/---

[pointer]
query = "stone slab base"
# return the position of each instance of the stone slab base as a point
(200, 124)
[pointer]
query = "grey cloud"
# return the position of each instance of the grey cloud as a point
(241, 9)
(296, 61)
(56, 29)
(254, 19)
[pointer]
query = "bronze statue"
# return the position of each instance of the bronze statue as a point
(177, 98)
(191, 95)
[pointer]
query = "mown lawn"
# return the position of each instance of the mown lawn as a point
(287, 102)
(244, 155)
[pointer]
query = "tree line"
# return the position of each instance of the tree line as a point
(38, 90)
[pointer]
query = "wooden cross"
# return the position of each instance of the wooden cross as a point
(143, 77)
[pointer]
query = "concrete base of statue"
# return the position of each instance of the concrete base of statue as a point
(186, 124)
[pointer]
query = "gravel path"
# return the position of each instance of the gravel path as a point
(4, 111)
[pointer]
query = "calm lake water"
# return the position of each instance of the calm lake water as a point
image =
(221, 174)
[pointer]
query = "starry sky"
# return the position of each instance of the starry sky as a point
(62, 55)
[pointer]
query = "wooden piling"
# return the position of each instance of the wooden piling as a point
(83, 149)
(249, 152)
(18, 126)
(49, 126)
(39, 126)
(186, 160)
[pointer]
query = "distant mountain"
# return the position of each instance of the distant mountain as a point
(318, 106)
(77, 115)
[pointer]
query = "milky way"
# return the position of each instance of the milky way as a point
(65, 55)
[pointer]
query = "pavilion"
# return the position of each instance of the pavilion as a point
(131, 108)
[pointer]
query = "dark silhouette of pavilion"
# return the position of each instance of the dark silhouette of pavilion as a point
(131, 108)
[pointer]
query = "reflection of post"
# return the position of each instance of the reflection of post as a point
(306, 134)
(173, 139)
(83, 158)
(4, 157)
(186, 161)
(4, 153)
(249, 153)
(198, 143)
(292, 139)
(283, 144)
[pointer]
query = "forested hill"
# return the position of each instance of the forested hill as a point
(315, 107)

\---

• _Problem description_
Emit the full listing verbatim.

• _Written answer_
[pointer]
query = "stone slab base"
# return the position of each instance of the stone slab base as a point
(200, 124)
[pointer]
query = "grey cloud"
# return the position of each instance of the grey cloud as a point
(241, 9)
(296, 61)
(56, 29)
(254, 19)
[pointer]
query = "bronze statue"
# return the position of each instance of the bronze statue as a point
(177, 98)
(191, 95)
[pointer]
query = "mown lawn"
# return the position of each instance of the mown lawn as a point
(287, 102)
(244, 155)
[pointer]
query = "tree line"
# return the position of each instance of the tree line as a point
(38, 90)
[pointer]
query = "wooden cross"
# return the position of each instance of the wooden cross as a point
(143, 77)
[pointer]
query = "concrete base of statue"
# return the position of each instance of the concrete base of statue as a point
(186, 124)
[pointer]
query = "gravel path"
# return the position of each instance of the gravel path as a point
(4, 111)
[pointer]
query = "calm lake water"
# return the position of each instance of the calm lake water as a point
image =
(221, 174)
[pointer]
query = "starry sky"
# return the position of each instance of the starry sky as a point
(62, 55)
[pointer]
query = "wooden piling"
# return the position of each instance of the wooden piling as a point
(83, 149)
(249, 152)
(18, 126)
(49, 126)
(39, 126)
(186, 160)
[pointer]
query = "distant mountain"
# return the position of each instance of the distant mountain as a point
(318, 106)
(77, 115)
[pointer]
query = "milky way"
# return the position of each instance of the milky way as a point
(65, 55)
[pointer]
query = "pavilion"
# return the position of each instance of the pavilion as a point
(131, 108)
[pointer]
query = "dark silhouette of pavilion"
# return the position of each instance of the dark silhouette of pavilion as a point
(131, 108)
[pointer]
query = "reflection of post"
# return the position of each instance of the reflection of post as a point
(306, 134)
(173, 139)
(83, 158)
(4, 157)
(186, 161)
(4, 153)
(249, 153)
(198, 143)
(292, 139)
(283, 144)
[pointer]
query = "forested hill"
# return the position of each instance of the forested hill as a point
(315, 107)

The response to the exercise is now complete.